→ **Problem to solve**: Copy every line of the records below, requests included, and scale each box coordinate in the answers by 0.35, rounding to whole numbers with halves going up. Leave all numbers in the requests, including their format samples, as they are.

==== Data lines

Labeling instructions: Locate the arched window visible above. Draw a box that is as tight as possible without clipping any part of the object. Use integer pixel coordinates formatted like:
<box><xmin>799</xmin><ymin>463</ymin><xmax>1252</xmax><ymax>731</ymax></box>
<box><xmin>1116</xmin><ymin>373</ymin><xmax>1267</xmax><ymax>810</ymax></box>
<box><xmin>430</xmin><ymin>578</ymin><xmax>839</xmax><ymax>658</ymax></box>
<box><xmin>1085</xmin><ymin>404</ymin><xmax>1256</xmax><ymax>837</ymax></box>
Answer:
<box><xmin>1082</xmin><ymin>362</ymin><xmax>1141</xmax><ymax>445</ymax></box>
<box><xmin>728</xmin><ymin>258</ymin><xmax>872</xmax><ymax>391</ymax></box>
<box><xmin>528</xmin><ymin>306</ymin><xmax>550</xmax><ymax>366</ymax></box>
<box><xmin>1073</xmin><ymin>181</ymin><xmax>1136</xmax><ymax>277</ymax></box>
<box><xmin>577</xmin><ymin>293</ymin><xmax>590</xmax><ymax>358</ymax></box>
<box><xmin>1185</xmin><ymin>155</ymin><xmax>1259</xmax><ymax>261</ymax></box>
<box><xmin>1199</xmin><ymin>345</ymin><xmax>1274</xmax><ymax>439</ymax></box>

========

→ **Complete answer**:
Labeling instructions: Locate the arched window visible above. Draw a box that is as tight as possible without clipping any part of the object. Use integer pixel coordinates formatted like:
<box><xmin>799</xmin><ymin>463</ymin><xmax>1252</xmax><ymax>731</ymax></box>
<box><xmin>1116</xmin><ymin>373</ymin><xmax>1267</xmax><ymax>810</ymax></box>
<box><xmin>430</xmin><ymin>578</ymin><xmax>839</xmax><ymax>658</ymax></box>
<box><xmin>1085</xmin><ymin>404</ymin><xmax>1256</xmax><ymax>837</ymax></box>
Answer:
<box><xmin>379</xmin><ymin>127</ymin><xmax>399</xmax><ymax>156</ymax></box>
<box><xmin>255</xmin><ymin>90</ymin><xmax>305</xmax><ymax>137</ymax></box>
<box><xmin>185</xmin><ymin>107</ymin><xmax>193</xmax><ymax>128</ymax></box>
<box><xmin>376</xmin><ymin>63</ymin><xmax>398</xmax><ymax>97</ymax></box>
<box><xmin>202</xmin><ymin>103</ymin><xmax>207</xmax><ymax>125</ymax></box>
<box><xmin>415</xmin><ymin>54</ymin><xmax>441</xmax><ymax>91</ymax></box>
<box><xmin>420</xmin><ymin>121</ymin><xmax>446</xmax><ymax>154</ymax></box>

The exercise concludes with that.